AZIONI RICHIESTE
a) Trascrivi parola per parola il brano sulla revoca delle concessioni TAV, partendo da "La revoca delle" e proseguendo fino a "7 del 2007).".
b) Nel brano sulla revoca delle concessioni TAV, con quale articolo e legge il Legislatore ha convertito in legge l'art. 12 del Decreto Bersani-bis?

── ESTRATTO DEL TESTO

La revoca delle concessioni TAV e la legge Giolitti del 1903


Con l’art. 13 della L. n. 40 del 2 aprile del 2007 il Legislatore ha convertito in Legge l’art. 12 del Decreto Bersani-bis ( D.L. n. 7 del 2007).
La norma in parola (“Revoca delle concessioni per la progettazione e costruzione di linee ad altavelocità e nuova disciplina degli affidamenti contrattuali nella revoca di atti amministrativi”) ha provveduto nel contempo a revocare le concessioni rilasciate dall’Ente Ferrovie dello Stato S.p.a.
alla T.A.V. S.p.a.[1] e a prevedere una nuova disciplina generale in materia di revoca degli atti amministrativi.
Lo stesso art. 13 prescrive, inoltre, al comma 8-sexiesdecies che gli effetti delle revoche delle concessioni rilasciate a TAV S.p.a. si estendono a tutti i contratti stipulati dalla stessa con i general contractractors.
Il Legislatore ha, quindi, deciso di azzerare i vecchi contratti T.A.V. emanando una Legge-provvedimento di revoca degli stessi[2] e non avvalendosi del diritto di recesso espressamente riconosciuto al concedente dalle convenzioni disciplinanti i rapporti di general-contracting[3].
La scelta della revoca in luogo del recesso comportava, come evidenziato da Clarich, la necessità, per ragioni di natura economica, di inserire forti limitazioni agli indennizzi. Proprio per questo motivo si è provveduto ad apportare, a neanche due anni dall’entrata in vigore della L. n. 15 del 2005, una modifica alla disciplina in materia di revoca degli atti amministrativi prevista dalla Legge sul procedimento amministrativo.

────
── RIGHE SALVATE

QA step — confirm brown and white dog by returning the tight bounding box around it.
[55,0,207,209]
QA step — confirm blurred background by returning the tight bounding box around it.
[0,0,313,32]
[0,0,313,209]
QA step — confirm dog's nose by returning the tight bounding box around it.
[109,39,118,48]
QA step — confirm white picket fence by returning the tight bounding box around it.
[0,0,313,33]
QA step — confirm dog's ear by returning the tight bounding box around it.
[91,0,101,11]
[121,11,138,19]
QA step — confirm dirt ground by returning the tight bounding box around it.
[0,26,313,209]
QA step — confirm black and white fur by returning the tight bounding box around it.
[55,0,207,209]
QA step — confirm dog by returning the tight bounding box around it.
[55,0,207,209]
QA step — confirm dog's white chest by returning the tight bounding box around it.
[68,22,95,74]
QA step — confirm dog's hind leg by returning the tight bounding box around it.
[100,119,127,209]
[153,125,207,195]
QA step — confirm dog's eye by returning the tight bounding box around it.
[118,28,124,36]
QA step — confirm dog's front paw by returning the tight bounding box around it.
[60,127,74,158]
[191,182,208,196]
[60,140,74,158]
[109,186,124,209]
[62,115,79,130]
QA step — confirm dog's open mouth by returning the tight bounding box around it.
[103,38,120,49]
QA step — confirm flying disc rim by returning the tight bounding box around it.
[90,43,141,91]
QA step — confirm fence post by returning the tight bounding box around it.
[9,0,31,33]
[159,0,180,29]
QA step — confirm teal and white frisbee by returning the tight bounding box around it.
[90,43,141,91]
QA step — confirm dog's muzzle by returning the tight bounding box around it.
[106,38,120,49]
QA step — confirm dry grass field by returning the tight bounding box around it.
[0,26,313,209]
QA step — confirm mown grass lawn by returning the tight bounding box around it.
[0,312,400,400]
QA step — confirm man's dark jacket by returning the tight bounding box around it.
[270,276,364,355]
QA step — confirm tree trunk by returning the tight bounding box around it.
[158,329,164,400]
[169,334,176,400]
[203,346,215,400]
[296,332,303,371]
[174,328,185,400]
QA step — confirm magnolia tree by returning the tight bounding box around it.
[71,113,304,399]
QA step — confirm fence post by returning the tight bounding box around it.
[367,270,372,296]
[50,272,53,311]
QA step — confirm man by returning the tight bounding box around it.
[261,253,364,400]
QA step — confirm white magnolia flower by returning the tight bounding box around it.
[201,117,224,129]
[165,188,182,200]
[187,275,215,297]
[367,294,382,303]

────

RISPOSTE
a)
La revoca delle concessioni TAV e la legge Giolitti del 1903


Con l’art. 13 della L. n. 40 del 2 aprile del 2007 il Legislatore ha convertito in Legge l’art. 12 del Decreto Bersani-bis ( D.L. n. 7 del 2007).

b) Con l'art. 13 della L. n. 40 del 2 aprile 2007.